You don’t get to walk away from this kind of mendacity, no matter how important you are. Here’s why: it’s symptomatic of an institutional privilege and power whose checks and balances are sick, whose publication review processes are broken, and whose senior experts speak only in terms of what makes good or bad research without any reflexivity or ethical consideration.

Even if you choose to believe that the authors made all of these mistakes, not maliciously, but carelessly: it doesn’t make it any better. In fact, it makes it worse since it reveals a pattern, a habit, a system. The authors wrote with the easy knowledge that they would be believed, that theirs was the definitive and credible word, despite their distance and ignorance from the events in question. They wrote distracted, assuming no one who mattered was likely to question their account. (The bloggers would know the truth, of course. As would others with bipolar disorder. But no one told them about this study and even if they were informed, they have little ability or access to enter the conversation. They are effectively without the right to respond).

I imagine the authors will respond to my outrage in all or none of the following ways:

  • Confusion: Why don’t I welcome minority viewpoints that challenge harm and coercion perpetuated by mainstream psychiatry?

Extracted records ::
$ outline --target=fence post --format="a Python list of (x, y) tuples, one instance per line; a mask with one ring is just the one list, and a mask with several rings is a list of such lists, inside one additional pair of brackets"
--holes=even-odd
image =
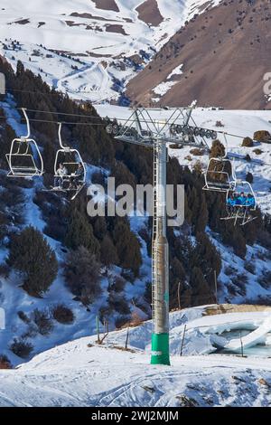
[(128, 348), (128, 340), (129, 340), (129, 326), (127, 327), (126, 339), (126, 350)]
[(97, 329), (97, 342), (98, 344), (100, 344), (100, 338), (99, 338), (99, 324), (98, 324), (98, 316), (96, 316), (96, 329)]
[(186, 325), (184, 325), (184, 328), (183, 328), (183, 333), (182, 333), (182, 345), (181, 345), (181, 353), (180, 353), (180, 355), (182, 355), (182, 350), (183, 350), (183, 345), (184, 345), (184, 336), (185, 336), (185, 332), (186, 332)]

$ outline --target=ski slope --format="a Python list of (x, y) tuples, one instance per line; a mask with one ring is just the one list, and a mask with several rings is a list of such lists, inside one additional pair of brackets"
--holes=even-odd
[(271, 316), (266, 319), (258, 326), (254, 332), (251, 332), (247, 336), (242, 338), (232, 339), (225, 345), (225, 348), (231, 351), (240, 351), (240, 348), (248, 348), (257, 344), (264, 344), (266, 340), (268, 333), (271, 331)]
[(2, 0), (0, 54), (74, 99), (117, 100), (127, 81), (207, 6), (205, 0), (157, 0), (153, 14), (162, 22), (154, 25), (136, 10), (148, 1), (116, 0), (116, 10), (107, 10), (91, 0)]
[[(201, 313), (202, 308), (196, 308), (171, 315), (171, 324), (175, 324), (172, 338), (178, 336), (181, 343), (176, 325), (182, 321), (192, 327), (194, 318), (204, 326)], [(246, 313), (237, 315), (239, 321), (242, 315), (245, 319)], [(229, 316), (207, 319), (214, 326), (219, 317), (221, 326)], [(248, 314), (248, 323), (255, 320), (252, 316)], [(257, 314), (259, 321), (263, 317), (264, 314)], [(80, 338), (46, 351), (14, 370), (0, 371), (0, 406), (270, 405), (270, 358), (177, 354), (172, 355), (172, 366), (150, 365), (149, 353), (135, 345), (139, 336), (146, 345), (145, 326), (131, 329), (128, 351), (123, 351), (124, 330), (110, 333), (102, 345), (95, 343), (95, 336)]]

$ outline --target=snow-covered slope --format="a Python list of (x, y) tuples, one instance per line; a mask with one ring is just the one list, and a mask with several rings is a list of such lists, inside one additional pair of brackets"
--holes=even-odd
[(2, 0), (0, 53), (14, 67), (21, 60), (75, 99), (117, 99), (155, 52), (207, 6), (205, 0), (102, 4), (106, 6), (90, 0)]
[[(205, 319), (209, 327), (221, 327), (225, 322), (230, 327), (229, 321), (234, 325), (246, 318), (248, 324), (257, 320), (253, 314), (231, 319), (231, 315), (200, 318), (201, 313), (192, 309), (171, 316), (172, 337), (179, 345), (182, 321), (190, 327), (204, 326)], [(257, 314), (257, 321), (264, 317), (265, 313)], [(135, 334), (145, 338), (145, 343), (148, 337), (145, 329), (132, 329), (128, 351), (123, 351), (126, 331), (121, 331), (110, 334), (103, 345), (97, 345), (95, 337), (81, 338), (42, 353), (15, 370), (0, 371), (0, 406), (270, 405), (270, 359), (173, 355), (172, 366), (151, 366), (149, 354), (134, 345)], [(192, 341), (196, 348), (197, 340)]]
[[(132, 109), (113, 105), (97, 105), (96, 109), (101, 117), (110, 117), (122, 120), (128, 119)], [(171, 116), (166, 109), (153, 109), (151, 115), (154, 119), (164, 120)], [(253, 188), (257, 203), (264, 212), (271, 213), (271, 145), (255, 144), (253, 147), (242, 147), (243, 138), (253, 137), (257, 130), (267, 130), (271, 133), (270, 112), (267, 110), (221, 110), (215, 109), (196, 108), (192, 112), (196, 125), (202, 128), (229, 133), (226, 140), (222, 134), (219, 135), (220, 141), (228, 146), (228, 154), (234, 161), (234, 167), (238, 180), (245, 180), (247, 173), (252, 173), (254, 177)], [(193, 123), (191, 123), (194, 125)], [(231, 135), (231, 136), (230, 136)], [(209, 146), (211, 141), (208, 142)], [(257, 155), (255, 149), (261, 153)], [(195, 156), (190, 153), (191, 147), (171, 149), (170, 155), (179, 159), (182, 165), (192, 167), (197, 161), (204, 166), (208, 163), (207, 154)], [(249, 155), (251, 161), (244, 159)]]

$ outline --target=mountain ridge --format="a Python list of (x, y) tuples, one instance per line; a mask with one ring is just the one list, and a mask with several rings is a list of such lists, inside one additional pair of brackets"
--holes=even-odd
[[(270, 71), (270, 22), (266, 0), (208, 7), (128, 82), (127, 98), (145, 106), (185, 106), (197, 99), (202, 107), (271, 109), (264, 93), (264, 76)], [(182, 72), (170, 78), (181, 65)]]

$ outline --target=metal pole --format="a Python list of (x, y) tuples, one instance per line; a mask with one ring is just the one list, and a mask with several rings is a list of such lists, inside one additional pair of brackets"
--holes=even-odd
[(215, 291), (216, 291), (216, 303), (218, 303), (218, 281), (217, 281), (217, 270), (214, 270), (214, 279), (215, 279)]
[(154, 141), (152, 364), (170, 364), (169, 272), (166, 239), (166, 144)]

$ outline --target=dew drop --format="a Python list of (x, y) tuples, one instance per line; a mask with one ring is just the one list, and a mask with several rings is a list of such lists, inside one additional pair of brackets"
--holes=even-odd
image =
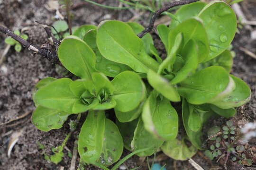
[(220, 41), (222, 42), (227, 42), (227, 40), (228, 40), (228, 37), (225, 34), (222, 34), (220, 35), (220, 36), (219, 37), (219, 40), (220, 40)]
[(212, 52), (217, 52), (219, 51), (219, 48), (216, 46), (219, 45), (219, 42), (214, 40), (211, 40), (210, 42), (210, 49)]
[(230, 14), (232, 13), (231, 9), (229, 8), (223, 8), (218, 13), (219, 17), (223, 17)]
[(218, 28), (219, 30), (222, 30), (223, 29), (224, 26), (223, 26), (219, 25), (219, 26), (218, 27)]
[(102, 57), (101, 56), (99, 55), (96, 55), (96, 62), (97, 63), (101, 62), (101, 60), (102, 60)]
[(113, 64), (108, 64), (106, 67), (107, 70), (113, 74), (119, 74), (121, 72), (121, 68), (118, 66), (115, 66)]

Task 1 :: List every failing that the commentary on the study attributes to the institutional privilege and power it describes.
Task 2 :: Write the next part of the commentary on the study, picking up after its final bullet.
The records have nothing to do with the commentary on the study.

Answer area 1 ::
- Its checks and balances are sick.
- Its publication review processes are broken.
- Its senior experts speak only in terms of what makes good or bad research, without any reflexivity or ethical consideration.

Answer area 2 ::
  • Dismissal: I’m not competent enough to know what’s best for me. 
  • Hostility: I’m brainwashed by Big Pharma or masquerading as mentally ill for my own personal agenda.
  • Complacency: Continuing with what they’re doing because I can’t stop them. 

I’ve seen this pattern before. But I should also add “But, academic freedom” and “You’re a conspiracy theorist” to the list to be safe. 

Impolite Conversations

In the weeks I’ve been writing about this study, I’ve constantly worried about coming across as a respectful and serious scholar who demonstrates an appropriate “open-mindedness” in public. Gaslighting makes us question ourselves because we’re forced to entertain how academics and entire movements void us of our humanity and our capacity to define ourselves as equals.

The choice to engage in one-sided dialogue with power requires a lot of mental gymnastics. As such, there’s a tendency to self-police so as not to be too threatening, or an attempt to center and accommodate the feelings of the oppressor so that our humanity becomes easier for them to understand. I’ve written many drafts of this blog. It’s even easier to abandon a justifiably militant position in favor a more respectful one or silence simply as a means of coping over the seemingly never-ending demands for our rights to existence and freedom from violence. 

But if we truly want less ableism and bigotry towards mental illness, we need to show that ableism and bigotry are unacceptable and beyond the pale. Civil conversations that concede virtually everything are not the way to get there.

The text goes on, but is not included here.